Excerpt to read:
Start
Advent is not simply a countdown to Christmas. It is a spiritual landscaping project. So today, in this Eucharist, let us ask for the grace to let Him fill our valleys, lower our mountains, and smooth our rugged paths. Then we will see, not just with our eyes, but with our hearts, the glory of the Lord who comes to save us.


Image credit: Prophet Isaiah, Mosaic, Right of Lunette, South Wall of Presbytery, Basilica of San Vitale | PD-US | Pexels

“Are you the one who is to come, or should we look for another?”

John’s arrest by King Herod was mentioned in 4:12, yet the full story of his imprisonment will wait until 14:3–12. No doubt the Baptist had anxiously followed the career of the one whom he had recognized as the ‘mightier one’ for whose coming he had prepared (3:11–12). And yet there is the question that John the Baptist sends with his disciples to ask of Jesus. Does the question strike you as odd? Shouldn’t the one who pointed to Jesus, saying, “Behold the Lamb of God”, be a little more sure about Jesus’ identity as the promised Messiah? Join the club: theologians, Church Fathers, and modern scholars have wrestled with the same question over the centuries.

John’s hesitation might have been simply a difference between his expectations for ‘the coming one’ and what he actually heard about Jesus and his ministry. Maybe the miracles are just fanciful stories? If Jesus is the Messiah, why doesn’t he fast like an observant Jew? And he keeps company with a cast of characters normally to be avoided.
End
Exercise 1: Convert the records into a numbered list, starting at the line containing "Q: In the photo above, mark the stone wall cap" and ending at the last line of the records. Omit any blank lines.
The records have no connection to the reflection on Advent.

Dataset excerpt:
Start
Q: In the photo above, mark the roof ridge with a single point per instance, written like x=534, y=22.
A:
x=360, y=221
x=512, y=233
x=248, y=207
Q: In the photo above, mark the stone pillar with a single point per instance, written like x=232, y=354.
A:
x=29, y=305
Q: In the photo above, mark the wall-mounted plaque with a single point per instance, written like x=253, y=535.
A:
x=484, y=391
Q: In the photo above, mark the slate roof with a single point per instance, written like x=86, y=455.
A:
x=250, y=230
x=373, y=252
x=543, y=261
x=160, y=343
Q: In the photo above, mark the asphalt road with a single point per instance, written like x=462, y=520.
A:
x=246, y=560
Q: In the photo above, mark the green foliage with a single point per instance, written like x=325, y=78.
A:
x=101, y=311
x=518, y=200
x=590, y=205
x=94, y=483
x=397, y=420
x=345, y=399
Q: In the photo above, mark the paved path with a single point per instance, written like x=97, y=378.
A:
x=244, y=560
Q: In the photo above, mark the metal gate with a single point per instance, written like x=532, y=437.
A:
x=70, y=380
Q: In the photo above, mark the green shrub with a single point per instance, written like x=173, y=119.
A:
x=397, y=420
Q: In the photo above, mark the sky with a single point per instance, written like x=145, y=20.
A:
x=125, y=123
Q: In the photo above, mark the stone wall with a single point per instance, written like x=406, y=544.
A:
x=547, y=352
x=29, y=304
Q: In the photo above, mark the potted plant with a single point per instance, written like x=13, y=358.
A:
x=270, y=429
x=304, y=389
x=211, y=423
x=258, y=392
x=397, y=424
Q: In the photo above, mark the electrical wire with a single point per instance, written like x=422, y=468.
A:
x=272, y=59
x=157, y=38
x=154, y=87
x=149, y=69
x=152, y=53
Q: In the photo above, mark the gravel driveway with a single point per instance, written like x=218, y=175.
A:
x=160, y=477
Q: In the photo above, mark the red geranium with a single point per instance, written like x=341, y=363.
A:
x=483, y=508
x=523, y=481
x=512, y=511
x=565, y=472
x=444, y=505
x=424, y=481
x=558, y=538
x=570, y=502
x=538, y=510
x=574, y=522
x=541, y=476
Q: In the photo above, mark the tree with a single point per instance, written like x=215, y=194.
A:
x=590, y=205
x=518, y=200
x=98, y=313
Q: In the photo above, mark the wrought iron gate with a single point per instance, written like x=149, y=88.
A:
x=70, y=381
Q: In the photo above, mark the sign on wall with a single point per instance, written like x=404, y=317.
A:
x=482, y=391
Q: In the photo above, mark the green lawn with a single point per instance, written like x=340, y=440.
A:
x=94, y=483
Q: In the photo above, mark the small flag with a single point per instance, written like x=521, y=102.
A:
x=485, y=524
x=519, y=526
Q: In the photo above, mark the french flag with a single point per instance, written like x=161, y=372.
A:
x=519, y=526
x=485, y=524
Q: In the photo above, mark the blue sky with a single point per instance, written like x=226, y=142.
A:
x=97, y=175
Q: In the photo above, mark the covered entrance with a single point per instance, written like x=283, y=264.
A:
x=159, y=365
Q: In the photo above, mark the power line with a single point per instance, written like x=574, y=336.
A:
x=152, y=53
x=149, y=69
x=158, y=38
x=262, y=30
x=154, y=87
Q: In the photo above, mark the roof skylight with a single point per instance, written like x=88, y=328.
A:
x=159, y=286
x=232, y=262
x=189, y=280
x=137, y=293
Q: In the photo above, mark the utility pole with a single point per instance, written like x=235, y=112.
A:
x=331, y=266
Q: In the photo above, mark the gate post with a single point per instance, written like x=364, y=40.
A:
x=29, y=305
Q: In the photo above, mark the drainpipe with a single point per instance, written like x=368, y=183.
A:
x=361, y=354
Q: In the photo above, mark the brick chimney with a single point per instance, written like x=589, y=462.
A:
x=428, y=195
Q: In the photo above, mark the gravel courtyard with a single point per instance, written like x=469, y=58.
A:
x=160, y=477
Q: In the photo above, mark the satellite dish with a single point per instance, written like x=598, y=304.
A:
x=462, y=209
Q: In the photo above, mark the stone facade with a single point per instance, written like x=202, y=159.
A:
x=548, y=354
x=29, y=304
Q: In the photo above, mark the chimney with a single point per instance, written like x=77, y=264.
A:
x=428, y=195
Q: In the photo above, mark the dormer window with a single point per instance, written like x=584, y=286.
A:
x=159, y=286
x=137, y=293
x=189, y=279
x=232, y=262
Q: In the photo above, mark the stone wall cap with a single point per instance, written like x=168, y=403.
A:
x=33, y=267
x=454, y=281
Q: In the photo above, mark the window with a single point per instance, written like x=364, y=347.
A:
End
Exercise 2: Copy the Advent reflection word for word, starting at "John’s hesitation might" and ending at "to be avoided.".

Right answer 1:
1. Q: In the photo above, mark the stone wall cap with a single point per instance, written like x=168, y=403.
2. A:
3. x=33, y=267
4. x=454, y=281
5. Q: In the photo above, mark the window with a single point per instance, written like x=364, y=347.
6. A:

Right answer 2:
John’s hesitation might have been simply a difference between his expectations for ‘the coming one’ and what he actually heard about Jesus and his ministry. Maybe the miracles are just fanciful stories? If Jesus is the Messiah, why doesn’t he fast like an observant Jew? And he keeps company with a cast of characters normally to be avoided.